■ DATASET EXTRACT ■
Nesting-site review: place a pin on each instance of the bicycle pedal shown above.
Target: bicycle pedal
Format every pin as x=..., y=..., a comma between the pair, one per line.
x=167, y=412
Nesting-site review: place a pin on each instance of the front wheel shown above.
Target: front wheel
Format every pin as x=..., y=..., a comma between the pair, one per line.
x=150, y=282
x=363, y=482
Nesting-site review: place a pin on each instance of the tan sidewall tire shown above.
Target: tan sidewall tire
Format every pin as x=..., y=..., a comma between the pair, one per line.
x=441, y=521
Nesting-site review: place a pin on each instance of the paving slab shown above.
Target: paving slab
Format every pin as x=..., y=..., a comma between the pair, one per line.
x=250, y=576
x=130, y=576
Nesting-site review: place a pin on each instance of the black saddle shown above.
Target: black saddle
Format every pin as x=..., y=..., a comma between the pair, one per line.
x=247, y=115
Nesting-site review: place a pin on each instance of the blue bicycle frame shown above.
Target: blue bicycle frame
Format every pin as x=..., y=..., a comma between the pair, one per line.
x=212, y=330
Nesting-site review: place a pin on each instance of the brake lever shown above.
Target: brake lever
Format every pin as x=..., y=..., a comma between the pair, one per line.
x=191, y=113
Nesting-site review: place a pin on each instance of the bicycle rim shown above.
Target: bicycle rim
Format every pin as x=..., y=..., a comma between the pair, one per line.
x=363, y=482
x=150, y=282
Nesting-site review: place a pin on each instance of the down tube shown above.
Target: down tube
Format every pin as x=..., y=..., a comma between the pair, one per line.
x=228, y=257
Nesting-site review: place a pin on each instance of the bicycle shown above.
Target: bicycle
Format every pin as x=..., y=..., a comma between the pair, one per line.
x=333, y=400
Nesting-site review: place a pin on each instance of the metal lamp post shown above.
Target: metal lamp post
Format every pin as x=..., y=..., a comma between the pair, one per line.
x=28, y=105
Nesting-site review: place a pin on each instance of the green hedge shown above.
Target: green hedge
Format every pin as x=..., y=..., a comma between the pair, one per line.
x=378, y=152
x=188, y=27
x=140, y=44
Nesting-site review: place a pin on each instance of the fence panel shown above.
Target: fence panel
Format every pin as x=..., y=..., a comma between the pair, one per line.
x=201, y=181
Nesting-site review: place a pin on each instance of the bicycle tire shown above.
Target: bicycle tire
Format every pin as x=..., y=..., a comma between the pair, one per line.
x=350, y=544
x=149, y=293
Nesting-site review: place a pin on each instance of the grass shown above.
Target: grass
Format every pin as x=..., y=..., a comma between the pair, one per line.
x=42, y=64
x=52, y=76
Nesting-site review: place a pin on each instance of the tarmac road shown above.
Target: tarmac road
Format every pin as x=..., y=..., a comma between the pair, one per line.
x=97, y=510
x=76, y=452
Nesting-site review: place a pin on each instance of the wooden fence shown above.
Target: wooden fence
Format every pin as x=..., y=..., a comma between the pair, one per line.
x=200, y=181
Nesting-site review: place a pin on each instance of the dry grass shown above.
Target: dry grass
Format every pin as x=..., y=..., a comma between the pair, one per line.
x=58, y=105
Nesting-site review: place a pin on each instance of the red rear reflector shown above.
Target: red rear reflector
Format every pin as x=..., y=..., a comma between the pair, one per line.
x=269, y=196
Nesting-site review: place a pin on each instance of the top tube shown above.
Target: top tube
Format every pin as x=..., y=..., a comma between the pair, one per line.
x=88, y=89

■ WHAT IS ASKED ■
Starting at the line that contains "Nesting-site review: place a pin on each instance of the wooden" and continuing to the last of the rows, write that stretch out again with "pin" substituted by "marker" and nothing else altered.

■ THE SOLUTION ■
Nesting-site review: place a marker on each instance of the wooden fence shown above.
Target: wooden fence
Format every marker as x=..., y=..., a comma between the pair, one per line.
x=200, y=181
Nesting-site review: place a marker on each instance of the dry grass shown above.
Target: dry grass
Format every marker as x=..., y=..., a comma between the pair, one per line.
x=58, y=105
Nesting-site review: place a marker on each instance of the red rear reflector shown above.
Target: red rear reflector
Format every marker as x=..., y=..., a comma between the pair, one per line.
x=269, y=196
Nesting-site review: place a marker on each instance of the top tube shown above.
Target: top tube
Format every marker as x=..., y=..., a comma between the pair, one per line.
x=88, y=89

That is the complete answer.